-- Start of Provided data --

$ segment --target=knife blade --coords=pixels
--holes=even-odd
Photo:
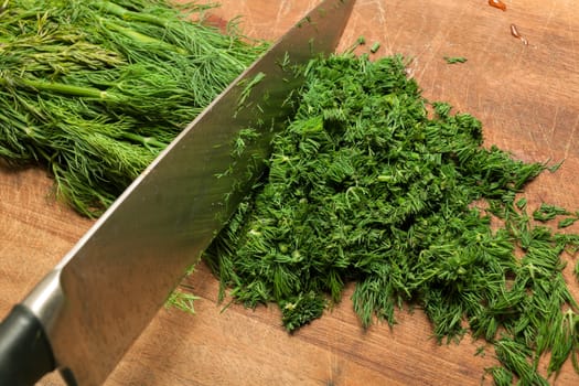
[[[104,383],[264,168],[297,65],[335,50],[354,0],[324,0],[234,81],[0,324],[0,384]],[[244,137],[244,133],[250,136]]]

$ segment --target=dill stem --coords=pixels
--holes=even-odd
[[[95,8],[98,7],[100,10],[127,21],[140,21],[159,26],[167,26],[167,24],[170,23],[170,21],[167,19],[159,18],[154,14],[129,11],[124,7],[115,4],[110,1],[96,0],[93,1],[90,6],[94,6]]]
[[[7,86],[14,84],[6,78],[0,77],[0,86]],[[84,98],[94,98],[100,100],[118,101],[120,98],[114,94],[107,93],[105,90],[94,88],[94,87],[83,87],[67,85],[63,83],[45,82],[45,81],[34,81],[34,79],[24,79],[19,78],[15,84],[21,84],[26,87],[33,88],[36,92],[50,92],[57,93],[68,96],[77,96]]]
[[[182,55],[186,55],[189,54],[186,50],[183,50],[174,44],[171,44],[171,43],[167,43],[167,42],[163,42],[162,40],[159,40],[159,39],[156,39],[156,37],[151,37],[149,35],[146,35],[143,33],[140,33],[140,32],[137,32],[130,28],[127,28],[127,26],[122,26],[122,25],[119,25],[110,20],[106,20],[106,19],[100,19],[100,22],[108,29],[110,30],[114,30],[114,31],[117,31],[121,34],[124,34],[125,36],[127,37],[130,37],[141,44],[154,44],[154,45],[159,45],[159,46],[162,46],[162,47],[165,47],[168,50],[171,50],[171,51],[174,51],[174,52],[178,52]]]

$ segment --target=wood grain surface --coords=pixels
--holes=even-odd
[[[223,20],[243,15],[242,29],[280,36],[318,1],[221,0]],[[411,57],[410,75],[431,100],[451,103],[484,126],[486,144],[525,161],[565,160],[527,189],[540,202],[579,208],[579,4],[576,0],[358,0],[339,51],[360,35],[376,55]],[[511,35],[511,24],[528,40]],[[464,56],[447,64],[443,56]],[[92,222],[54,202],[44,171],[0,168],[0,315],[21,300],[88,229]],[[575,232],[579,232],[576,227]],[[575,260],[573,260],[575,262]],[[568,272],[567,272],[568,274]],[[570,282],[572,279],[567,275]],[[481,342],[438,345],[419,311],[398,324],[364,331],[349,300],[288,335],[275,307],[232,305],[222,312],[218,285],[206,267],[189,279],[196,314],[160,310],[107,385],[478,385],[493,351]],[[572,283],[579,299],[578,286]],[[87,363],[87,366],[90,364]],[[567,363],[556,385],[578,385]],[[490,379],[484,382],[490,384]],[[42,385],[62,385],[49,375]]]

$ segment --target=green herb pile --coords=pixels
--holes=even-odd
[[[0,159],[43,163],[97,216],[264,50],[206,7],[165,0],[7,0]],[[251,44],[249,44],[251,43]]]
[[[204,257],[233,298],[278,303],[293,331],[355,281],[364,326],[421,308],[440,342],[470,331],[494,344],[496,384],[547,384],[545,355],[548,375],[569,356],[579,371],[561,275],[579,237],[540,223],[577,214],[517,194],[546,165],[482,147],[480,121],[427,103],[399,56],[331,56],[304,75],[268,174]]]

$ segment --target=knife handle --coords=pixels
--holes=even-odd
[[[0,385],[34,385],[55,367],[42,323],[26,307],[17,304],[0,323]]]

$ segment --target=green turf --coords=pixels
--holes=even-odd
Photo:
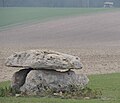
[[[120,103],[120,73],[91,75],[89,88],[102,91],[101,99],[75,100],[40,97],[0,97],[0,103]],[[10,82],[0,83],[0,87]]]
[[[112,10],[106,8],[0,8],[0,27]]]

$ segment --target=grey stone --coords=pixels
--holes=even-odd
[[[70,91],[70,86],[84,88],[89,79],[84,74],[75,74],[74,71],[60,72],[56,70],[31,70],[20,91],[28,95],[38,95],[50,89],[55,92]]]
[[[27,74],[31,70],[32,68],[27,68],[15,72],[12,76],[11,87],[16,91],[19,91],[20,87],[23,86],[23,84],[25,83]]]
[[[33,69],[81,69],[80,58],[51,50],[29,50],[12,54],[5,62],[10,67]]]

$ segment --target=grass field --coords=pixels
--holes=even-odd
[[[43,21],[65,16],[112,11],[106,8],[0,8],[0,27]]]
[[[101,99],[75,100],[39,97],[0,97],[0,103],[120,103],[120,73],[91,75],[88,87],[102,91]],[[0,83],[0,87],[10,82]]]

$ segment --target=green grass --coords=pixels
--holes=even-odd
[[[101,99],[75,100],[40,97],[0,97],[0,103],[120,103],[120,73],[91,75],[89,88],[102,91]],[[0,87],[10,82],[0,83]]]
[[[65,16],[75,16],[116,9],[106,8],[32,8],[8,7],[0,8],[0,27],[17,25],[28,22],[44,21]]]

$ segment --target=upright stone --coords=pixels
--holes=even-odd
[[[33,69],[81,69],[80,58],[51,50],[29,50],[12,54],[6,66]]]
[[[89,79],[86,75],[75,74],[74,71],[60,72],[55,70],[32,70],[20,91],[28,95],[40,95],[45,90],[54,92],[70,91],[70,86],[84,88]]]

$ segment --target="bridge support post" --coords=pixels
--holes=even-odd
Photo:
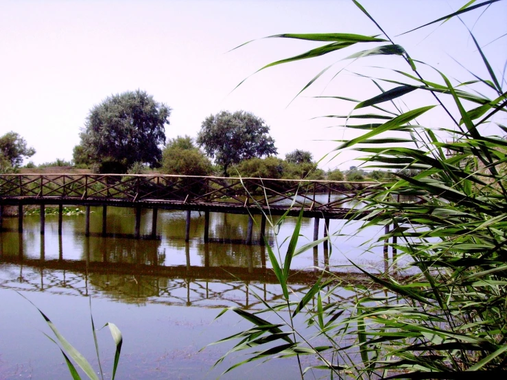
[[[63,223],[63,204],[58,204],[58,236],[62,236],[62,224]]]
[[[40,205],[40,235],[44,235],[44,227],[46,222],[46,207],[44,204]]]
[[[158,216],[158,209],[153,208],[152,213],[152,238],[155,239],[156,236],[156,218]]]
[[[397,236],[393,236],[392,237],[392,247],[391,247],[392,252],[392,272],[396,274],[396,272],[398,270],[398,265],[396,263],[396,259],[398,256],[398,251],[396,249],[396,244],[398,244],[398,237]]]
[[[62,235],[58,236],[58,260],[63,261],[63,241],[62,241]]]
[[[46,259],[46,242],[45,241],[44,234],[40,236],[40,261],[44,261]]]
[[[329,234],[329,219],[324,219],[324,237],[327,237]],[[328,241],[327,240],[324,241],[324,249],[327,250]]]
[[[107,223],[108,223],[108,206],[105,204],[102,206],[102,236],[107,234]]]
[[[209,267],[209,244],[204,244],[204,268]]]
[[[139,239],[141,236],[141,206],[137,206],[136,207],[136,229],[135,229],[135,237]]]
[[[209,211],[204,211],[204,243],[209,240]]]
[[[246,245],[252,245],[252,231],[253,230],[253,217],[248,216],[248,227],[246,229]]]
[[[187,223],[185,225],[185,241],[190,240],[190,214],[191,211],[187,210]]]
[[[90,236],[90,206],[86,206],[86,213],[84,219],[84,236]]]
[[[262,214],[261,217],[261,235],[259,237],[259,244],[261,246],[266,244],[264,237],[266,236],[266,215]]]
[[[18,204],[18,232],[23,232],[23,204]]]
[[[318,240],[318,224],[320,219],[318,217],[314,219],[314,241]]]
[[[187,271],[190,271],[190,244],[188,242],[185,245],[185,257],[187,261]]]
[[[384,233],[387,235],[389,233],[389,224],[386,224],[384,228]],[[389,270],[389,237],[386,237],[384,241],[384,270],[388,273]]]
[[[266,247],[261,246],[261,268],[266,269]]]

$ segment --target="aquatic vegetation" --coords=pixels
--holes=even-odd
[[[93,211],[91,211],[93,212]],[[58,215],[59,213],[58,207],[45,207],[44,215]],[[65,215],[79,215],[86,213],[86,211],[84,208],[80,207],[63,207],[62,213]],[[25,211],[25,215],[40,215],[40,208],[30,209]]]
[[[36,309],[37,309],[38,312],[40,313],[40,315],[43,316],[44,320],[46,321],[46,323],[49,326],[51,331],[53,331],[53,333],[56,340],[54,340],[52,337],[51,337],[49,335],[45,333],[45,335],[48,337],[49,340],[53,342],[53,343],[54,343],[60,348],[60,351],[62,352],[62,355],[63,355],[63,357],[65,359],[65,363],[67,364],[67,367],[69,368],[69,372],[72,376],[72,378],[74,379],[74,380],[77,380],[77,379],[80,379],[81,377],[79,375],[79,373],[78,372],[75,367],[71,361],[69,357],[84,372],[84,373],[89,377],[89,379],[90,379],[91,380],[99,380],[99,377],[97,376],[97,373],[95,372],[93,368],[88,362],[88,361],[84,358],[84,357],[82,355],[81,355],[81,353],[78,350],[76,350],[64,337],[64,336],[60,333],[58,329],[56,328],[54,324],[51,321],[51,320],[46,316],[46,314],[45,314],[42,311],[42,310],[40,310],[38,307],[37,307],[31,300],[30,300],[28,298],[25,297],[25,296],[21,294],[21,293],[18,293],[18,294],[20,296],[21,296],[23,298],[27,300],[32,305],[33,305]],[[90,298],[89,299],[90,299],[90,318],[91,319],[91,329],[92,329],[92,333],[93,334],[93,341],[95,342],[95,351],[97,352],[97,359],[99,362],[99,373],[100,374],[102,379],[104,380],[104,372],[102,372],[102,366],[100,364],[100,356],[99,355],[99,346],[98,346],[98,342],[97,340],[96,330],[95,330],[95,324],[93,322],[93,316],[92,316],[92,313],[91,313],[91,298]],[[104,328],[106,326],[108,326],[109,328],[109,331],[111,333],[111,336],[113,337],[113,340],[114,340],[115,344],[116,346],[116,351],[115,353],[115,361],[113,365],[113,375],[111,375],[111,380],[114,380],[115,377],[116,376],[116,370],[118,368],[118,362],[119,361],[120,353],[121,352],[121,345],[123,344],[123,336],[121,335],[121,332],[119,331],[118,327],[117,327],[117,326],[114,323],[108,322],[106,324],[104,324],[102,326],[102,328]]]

-- End of Provided data --

### Problem to work on
Locate each line of the material that contains the string "stone" and copy those lines in full.

### Answer below
$ segment --target=grey stone --coords=pixels
$ segment --target=upright stone --coords=pixels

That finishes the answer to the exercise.